— RAW DATA —

╭──

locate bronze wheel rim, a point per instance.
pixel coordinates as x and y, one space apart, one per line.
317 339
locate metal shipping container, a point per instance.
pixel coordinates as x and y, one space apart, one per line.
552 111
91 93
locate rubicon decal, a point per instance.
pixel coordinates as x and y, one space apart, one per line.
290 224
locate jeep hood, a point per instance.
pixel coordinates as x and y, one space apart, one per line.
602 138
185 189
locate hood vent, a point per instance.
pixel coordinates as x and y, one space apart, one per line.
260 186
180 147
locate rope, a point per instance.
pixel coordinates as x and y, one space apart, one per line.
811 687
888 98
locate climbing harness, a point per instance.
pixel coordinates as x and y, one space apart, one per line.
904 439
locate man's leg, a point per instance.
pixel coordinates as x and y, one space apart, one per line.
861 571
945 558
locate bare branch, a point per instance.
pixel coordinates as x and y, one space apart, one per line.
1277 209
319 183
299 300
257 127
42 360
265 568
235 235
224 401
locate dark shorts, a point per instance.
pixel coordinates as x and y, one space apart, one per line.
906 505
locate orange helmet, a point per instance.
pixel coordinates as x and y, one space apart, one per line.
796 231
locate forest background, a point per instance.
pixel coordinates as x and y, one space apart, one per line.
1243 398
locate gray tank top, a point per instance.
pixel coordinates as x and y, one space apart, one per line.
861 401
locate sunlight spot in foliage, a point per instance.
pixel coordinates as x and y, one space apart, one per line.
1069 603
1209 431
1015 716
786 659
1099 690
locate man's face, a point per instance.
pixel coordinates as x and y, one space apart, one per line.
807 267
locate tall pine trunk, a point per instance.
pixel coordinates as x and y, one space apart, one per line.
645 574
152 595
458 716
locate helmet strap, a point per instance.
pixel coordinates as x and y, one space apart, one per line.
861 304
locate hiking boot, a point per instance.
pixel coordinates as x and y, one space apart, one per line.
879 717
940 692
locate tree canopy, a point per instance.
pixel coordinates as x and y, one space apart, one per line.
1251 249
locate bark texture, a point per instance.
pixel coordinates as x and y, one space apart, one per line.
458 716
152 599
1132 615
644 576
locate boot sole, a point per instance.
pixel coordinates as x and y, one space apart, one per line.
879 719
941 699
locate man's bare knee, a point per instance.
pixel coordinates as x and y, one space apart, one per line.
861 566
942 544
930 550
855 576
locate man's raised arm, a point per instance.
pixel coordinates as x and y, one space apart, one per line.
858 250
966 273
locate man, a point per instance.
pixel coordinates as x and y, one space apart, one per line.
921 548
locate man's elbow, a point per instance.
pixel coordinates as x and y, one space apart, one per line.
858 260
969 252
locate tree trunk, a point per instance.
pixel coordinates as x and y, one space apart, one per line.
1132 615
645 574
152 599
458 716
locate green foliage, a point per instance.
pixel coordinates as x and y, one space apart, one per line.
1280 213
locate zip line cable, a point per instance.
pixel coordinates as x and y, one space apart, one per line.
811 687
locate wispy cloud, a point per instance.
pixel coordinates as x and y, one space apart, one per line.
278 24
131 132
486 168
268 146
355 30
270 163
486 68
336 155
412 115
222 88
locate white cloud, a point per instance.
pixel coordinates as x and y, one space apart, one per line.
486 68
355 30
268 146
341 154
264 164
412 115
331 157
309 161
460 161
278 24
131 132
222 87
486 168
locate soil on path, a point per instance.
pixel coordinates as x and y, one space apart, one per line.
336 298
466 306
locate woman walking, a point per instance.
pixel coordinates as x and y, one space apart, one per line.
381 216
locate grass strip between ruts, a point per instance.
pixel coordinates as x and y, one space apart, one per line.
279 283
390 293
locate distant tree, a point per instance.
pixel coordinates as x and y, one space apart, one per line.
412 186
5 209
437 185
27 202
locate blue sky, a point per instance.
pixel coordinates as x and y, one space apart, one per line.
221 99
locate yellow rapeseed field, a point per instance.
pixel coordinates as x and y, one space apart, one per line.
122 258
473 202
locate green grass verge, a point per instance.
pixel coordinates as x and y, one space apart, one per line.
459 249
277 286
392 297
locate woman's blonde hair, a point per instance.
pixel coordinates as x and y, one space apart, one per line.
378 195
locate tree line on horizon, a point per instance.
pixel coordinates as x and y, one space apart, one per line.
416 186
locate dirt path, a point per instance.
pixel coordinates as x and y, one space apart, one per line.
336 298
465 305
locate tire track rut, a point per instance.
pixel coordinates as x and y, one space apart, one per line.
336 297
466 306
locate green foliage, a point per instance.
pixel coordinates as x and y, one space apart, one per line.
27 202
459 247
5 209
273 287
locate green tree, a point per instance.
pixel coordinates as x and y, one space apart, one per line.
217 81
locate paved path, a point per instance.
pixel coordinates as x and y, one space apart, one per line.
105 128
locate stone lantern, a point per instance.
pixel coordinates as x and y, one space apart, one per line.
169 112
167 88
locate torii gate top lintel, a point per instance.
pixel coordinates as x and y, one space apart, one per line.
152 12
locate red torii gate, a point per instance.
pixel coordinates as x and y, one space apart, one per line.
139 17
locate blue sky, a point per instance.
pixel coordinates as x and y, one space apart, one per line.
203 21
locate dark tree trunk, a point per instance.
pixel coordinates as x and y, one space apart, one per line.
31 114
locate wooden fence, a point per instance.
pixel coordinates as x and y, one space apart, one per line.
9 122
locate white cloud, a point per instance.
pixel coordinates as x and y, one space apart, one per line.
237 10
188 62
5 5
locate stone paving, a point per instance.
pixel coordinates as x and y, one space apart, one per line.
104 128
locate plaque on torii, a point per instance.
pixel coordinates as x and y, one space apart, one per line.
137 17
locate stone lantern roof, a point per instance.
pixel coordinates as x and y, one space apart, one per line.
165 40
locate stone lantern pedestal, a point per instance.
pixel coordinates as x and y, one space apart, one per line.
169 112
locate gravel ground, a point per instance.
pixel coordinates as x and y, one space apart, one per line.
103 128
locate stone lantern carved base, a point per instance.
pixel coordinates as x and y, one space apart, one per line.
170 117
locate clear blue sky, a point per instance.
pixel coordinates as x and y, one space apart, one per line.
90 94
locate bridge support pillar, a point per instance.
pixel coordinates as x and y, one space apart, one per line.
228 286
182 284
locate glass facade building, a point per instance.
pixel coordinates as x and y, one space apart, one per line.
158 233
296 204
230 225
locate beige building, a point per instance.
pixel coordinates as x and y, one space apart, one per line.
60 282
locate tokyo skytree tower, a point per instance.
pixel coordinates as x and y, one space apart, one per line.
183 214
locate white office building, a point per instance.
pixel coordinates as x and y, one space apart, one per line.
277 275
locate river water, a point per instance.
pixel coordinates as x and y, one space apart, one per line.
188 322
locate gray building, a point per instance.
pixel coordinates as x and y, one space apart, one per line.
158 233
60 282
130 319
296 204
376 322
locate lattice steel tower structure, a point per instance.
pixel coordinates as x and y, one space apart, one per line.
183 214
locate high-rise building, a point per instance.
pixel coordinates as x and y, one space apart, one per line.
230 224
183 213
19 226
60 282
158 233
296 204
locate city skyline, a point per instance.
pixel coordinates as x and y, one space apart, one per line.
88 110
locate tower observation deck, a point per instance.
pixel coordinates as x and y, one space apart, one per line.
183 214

╰──

— WHAT IS BEING ASKED —
Starting at the line with "locate stone lantern carved", copy every line up to and including the last one in the entries above.

— RESPONSE BELOW —
locate stone lantern carved base, a point per instance.
pixel coordinates as x and y, one space apart, one per line.
170 117
locate clear blue sky, a point per instance.
pixel coordinates as x and y, one space apart, one per line.
90 94
locate bridge support pillar, a point per instance.
pixel coordinates as x and y, one space apart, one per line.
228 286
182 284
locate glass facade building, a point per instance.
pixel coordinates as x and y, one space apart, one per line.
158 233
296 204
230 225
locate beige building, a point per instance.
pixel coordinates as x and y, one space apart, one per line.
60 282
locate tokyo skytree tower, a point per instance.
pixel coordinates as x and y, one space apart, one per line.
183 214
locate white office building, a point per instance.
pixel coordinates as x and y, one space apart, one per line.
277 275
locate river water, a point per instance.
pixel coordinates as x and y, one space apart, one per line.
188 322
locate gray building, a point per instance.
pixel coordinates as x and y, one space apart, one per line.
158 233
60 282
130 319
296 204
376 322
locate lattice steel tower structure, a point per instance.
pixel coordinates as x and y, one space apart, one per line.
183 214
locate high-rise building, a point per instance.
pixel coordinates as x and y, one space apart, one per line.
230 224
183 213
19 226
60 282
158 233
296 204
locate city skyline, a point per instance.
pixel coordinates as x and y, one space apart, one per line.
88 110
locate tower observation deck, a point per instance.
pixel coordinates as x and y, one space apart, one per line.
183 214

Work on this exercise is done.